### Stored data entries
%%
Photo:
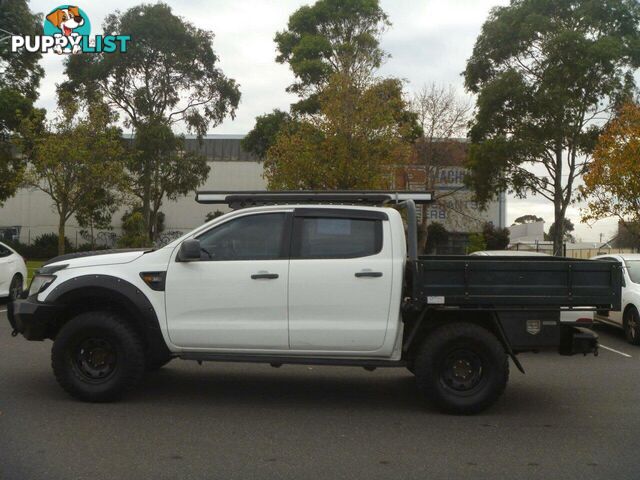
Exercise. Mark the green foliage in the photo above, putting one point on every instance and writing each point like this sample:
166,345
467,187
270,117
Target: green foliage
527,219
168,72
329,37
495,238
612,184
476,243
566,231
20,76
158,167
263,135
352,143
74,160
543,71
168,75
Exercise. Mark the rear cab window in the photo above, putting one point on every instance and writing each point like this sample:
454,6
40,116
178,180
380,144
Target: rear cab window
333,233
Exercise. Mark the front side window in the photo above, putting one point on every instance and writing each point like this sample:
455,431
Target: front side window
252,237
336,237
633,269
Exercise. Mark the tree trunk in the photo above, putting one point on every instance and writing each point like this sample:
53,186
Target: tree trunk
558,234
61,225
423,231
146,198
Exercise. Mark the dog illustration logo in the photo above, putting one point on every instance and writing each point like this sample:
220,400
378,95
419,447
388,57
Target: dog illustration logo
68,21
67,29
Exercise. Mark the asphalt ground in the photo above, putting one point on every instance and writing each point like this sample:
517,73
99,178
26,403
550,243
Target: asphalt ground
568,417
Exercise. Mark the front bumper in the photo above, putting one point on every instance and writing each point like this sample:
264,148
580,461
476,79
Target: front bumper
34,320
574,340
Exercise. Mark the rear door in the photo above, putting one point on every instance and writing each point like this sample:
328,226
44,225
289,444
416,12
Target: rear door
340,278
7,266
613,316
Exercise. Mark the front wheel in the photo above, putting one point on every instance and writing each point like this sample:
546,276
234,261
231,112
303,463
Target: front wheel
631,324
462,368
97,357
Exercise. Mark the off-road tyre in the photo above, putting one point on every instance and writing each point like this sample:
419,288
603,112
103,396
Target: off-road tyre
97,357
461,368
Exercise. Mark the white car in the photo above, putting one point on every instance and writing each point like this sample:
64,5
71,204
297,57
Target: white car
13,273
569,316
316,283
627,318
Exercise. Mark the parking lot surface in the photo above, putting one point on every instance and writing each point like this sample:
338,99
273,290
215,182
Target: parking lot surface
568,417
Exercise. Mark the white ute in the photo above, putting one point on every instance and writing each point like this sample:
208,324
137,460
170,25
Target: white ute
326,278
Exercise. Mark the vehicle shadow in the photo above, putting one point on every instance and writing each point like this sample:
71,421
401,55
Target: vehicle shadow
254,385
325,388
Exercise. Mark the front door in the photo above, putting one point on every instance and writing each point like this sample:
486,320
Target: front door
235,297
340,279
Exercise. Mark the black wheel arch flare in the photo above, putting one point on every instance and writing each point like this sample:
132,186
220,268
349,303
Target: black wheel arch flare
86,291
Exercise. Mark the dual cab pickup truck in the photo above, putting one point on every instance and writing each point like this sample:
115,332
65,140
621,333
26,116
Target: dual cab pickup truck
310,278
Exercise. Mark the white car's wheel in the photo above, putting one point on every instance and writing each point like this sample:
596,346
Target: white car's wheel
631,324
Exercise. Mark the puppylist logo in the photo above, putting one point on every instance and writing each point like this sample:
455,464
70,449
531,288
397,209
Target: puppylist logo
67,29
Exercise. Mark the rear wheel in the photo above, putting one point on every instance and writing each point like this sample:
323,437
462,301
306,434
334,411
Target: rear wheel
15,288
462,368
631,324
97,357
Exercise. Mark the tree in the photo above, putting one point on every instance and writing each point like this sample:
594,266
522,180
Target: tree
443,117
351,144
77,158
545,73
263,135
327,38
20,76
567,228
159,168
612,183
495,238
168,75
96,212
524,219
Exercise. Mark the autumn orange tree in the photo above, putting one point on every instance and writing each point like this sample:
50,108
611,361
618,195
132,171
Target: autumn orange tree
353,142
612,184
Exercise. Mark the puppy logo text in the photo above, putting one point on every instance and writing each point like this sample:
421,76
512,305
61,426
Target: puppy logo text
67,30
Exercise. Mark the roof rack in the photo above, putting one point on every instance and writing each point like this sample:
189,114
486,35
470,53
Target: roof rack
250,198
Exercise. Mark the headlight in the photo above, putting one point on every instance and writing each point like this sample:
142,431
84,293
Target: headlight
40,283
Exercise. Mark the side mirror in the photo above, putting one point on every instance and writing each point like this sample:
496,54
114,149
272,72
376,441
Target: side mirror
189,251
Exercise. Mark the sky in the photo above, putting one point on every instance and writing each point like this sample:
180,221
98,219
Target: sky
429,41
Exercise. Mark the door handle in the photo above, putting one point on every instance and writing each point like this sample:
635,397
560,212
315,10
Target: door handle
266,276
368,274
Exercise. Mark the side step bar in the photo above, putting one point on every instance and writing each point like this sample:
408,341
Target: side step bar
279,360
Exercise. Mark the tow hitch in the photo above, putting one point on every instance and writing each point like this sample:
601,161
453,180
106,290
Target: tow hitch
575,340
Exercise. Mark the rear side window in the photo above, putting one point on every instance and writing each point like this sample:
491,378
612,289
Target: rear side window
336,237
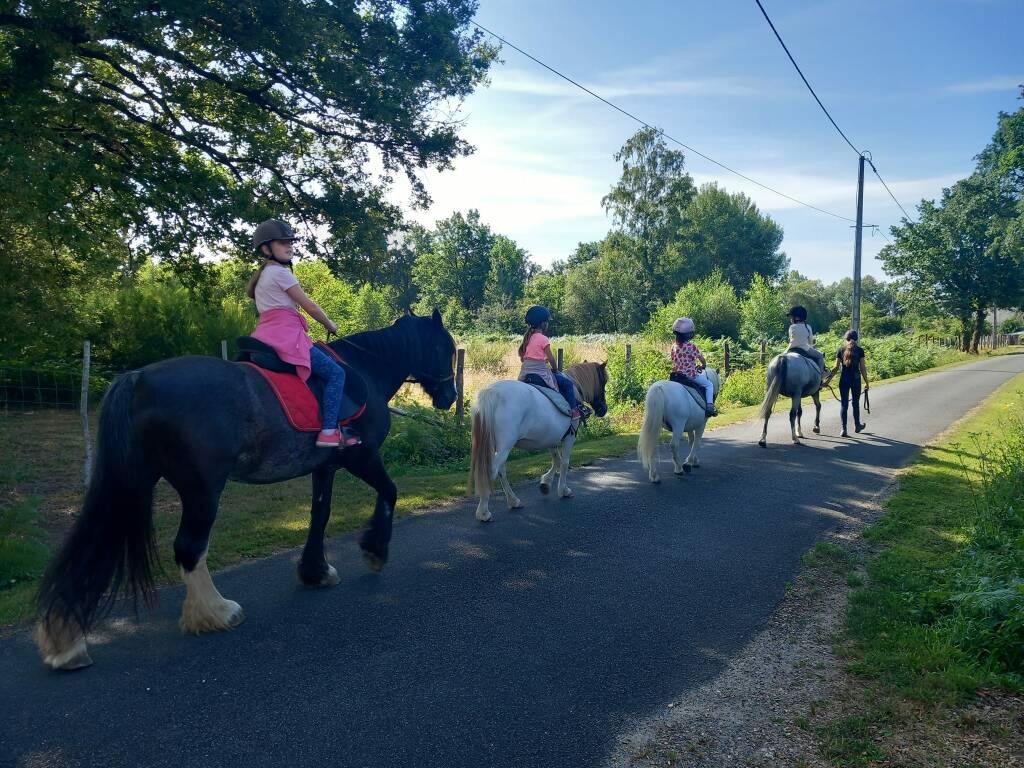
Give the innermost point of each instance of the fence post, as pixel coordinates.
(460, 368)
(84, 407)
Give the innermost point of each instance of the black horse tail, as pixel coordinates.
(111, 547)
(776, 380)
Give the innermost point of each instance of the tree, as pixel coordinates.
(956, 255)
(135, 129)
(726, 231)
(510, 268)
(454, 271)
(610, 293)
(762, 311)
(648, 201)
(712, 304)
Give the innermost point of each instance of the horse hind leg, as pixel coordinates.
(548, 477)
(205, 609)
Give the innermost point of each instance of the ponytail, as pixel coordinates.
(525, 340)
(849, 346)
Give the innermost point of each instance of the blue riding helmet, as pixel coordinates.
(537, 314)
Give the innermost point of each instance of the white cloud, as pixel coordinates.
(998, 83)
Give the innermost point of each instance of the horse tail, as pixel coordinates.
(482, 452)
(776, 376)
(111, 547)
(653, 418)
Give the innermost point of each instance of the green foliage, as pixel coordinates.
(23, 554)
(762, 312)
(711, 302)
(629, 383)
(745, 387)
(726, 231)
%%
### Exercise brief
Repeat the lines above exactly, and keep every picture out.

### Result for this task
Photo:
Exercise. Mark the green foliage in the photo above, putting one point on every instance and writing each point like this sample:
166,345
467,187
270,117
Target: green foliage
527,219
168,72
329,37
495,238
612,184
476,243
566,231
20,76
158,167
263,135
352,143
74,160
543,71
168,75
Exercise. Mark the rear cab window in the photo above, putting one point on every instance and writing each point like this sample:
454,6
40,116
178,180
380,144
Target: rear cab window
333,233
Exercise. Mark the front side window in the photo above, putting one point on every instance and writing each point like this sample:
455,431
Target: front side window
252,237
336,237
633,269
Exercise. Mark the tree trunk in the photo above, putting one point on every instance and writing each point like this sample:
53,186
Target: tree trunk
558,234
61,225
423,231
146,198
Exercise. Mark the dog illustration logo in the photo above, putting one point on every instance and writing each point like this sample:
220,400
378,95
419,447
388,57
Target: dog illustration logo
68,21
67,29
Exercise. Mark the asphalt ground in the photo above, putting one point on every instance and writing each point like this sample:
517,73
99,178
26,403
550,243
Target: asphalt ground
568,417
Exercise. Mark the front bumper in the photo above, putting one point on every instance and writing each point like this sample:
264,148
580,461
476,79
Target: front bumper
34,320
574,340
Exercise. Mark the rear door in the photo above, putting one point on every instance and writing each point like this sample:
328,226
44,225
289,444
416,12
Target: rear door
340,278
7,266
613,316
Exercise. Mark the front wheel in the photo above, putting one point on every instance and writing each point like this sample:
546,276
234,261
231,112
303,463
Target: front wheel
631,324
462,368
97,357
Exercise. Mark the off-road tyre in the photo above, putting one point on every instance and writing each point like this sample:
419,288
603,112
103,396
Target: off-road tyre
97,357
461,368
Exercise. Mark the white car in the photo above, putting one point on every instance and writing each point like this sample:
64,5
71,204
297,57
Target: white car
13,273
569,316
316,283
627,318
Exercise. Mark the parking lot surface in the photo above, putting one point on every instance and writing each point like this sample:
338,99
273,290
215,182
Target: parking lot surface
568,417
Exercise. Mark the white ute in the photo above, putting one point on every instance and writing each point like this sample:
208,324
137,460
170,25
Target: white ute
326,278
Exercise. Mark the vehicle shadow in the photo above, putting one point on every instance and writing each point like this sample:
71,421
401,55
Target: vehicle shadow
254,385
325,388
Exercise. Mark the front door in the photo above, putting one point on every instance and writing each point like this sample:
486,320
Target: front door
235,297
340,279
Exercise. Mark the black wheel arch flare in the photo above, putting one point on every instance and writing each point like this sample:
132,186
220,268
349,303
Target: black wheel arch flare
86,291
Exercise. Mark the dual cab pickup truck in the photo above, putting one point on every instance and writing each point like this sample:
115,332
65,140
621,333
26,116
Target: dual cab pickup truck
310,278
Exercise. Mark the white car's wheel in the photo above, putting one point on every instance and writing each point like this sample:
596,346
Target: white car's wheel
631,324
Exercise. Mark the puppylist logo in the photo above, putting one point on every instance and writing each point like this sample:
455,464
70,449
531,288
397,209
Target: puppylist logo
67,29
Exercise. Mark the rear wheel in the photo above, putting one point on every instance and writing each point like this sample:
323,437
462,301
306,434
334,411
Target: rear wheel
15,288
462,368
631,324
97,357
Exercise. Mark the tree in the photo above, putting one point on every instance and writing each point like this sample:
594,266
522,180
Target: tree
443,117
351,144
77,158
545,73
263,135
327,38
20,76
567,228
159,168
612,183
495,238
168,75
96,212
524,219
Exercise. Mark the autumn orange tree in the photo above, putting one point on every instance and writing each point like this sample:
50,108
611,361
618,195
132,171
Target: autumn orange tree
353,142
612,184
Exercise. Mark the puppy logo text in the photo above, putting one point on every instance and writing each point like this sample:
421,76
512,305
61,426
Target: puppy logo text
67,30
Exercise. Mark the roof rack in the photo above, putting one point on every instance and writing each point like this sample:
189,114
486,35
470,53
Target: roof rack
250,198
Exercise. Mark the headlight in the photo above, putting one point on every instance and writing each point like this sample:
142,431
84,293
Target: headlight
40,283
Exercise. Mark the side mirror in the photo above, putting one point on every instance and writing each point like this sample:
496,54
114,149
272,72
376,441
Target: side mirror
189,251
Exercise. Mark the sky in the photo above, putting one point on every instance and writing each point like this sample:
180,221
98,219
Target: sky
429,41
Exercise. Mark the door handle in the photo above, putting one point on every instance and writing each point like this sample:
635,397
560,212
315,10
Target: door handle
266,276
368,274
Exercise. Mark the side step bar in the photo above, putting one point on every instance and writing each point like this sample:
408,341
Target: side step bar
279,360
Exercise. Mark the tow hitch in the photo above, putting one point on every instance and writing each point like this sample:
601,161
453,180
106,290
Target: tow hitch
575,340
Exercise. Mark the rear side window in the photo above, putting one point on every instance and writing each point like this sample:
491,378
612,289
Target: rear side window
336,237
Give the innermost point of each instance of the fence post, as pixel coordinates.
(460, 368)
(84, 407)
Give the innermost point of each instance of the black horse tail, as pixel coordinates.
(111, 547)
(776, 380)
Give the innermost point of each instance of the tree, as pixel coordinates.
(956, 255)
(135, 129)
(726, 231)
(510, 268)
(454, 271)
(610, 293)
(762, 311)
(648, 201)
(712, 304)
Give the innermost point of each instance of the horse hind leg, as pixel coordinates.
(548, 477)
(205, 609)
Give the innermost point of each instance of the ponytail, as pixel coordinates.
(525, 340)
(849, 346)
Give the innermost point of each instance of the blue riding helmet, as pixel coordinates.
(537, 314)
Give the innermost point of each instance of the white cloud, as pixel coordinates.
(998, 83)
Give the innermost point of each instance of the horse tail, as pixel coordinates.
(482, 452)
(776, 376)
(111, 547)
(653, 418)
Give the innermost point of each instance of the green foliage, as pixel coordinates.
(23, 554)
(762, 312)
(711, 302)
(629, 383)
(745, 387)
(726, 231)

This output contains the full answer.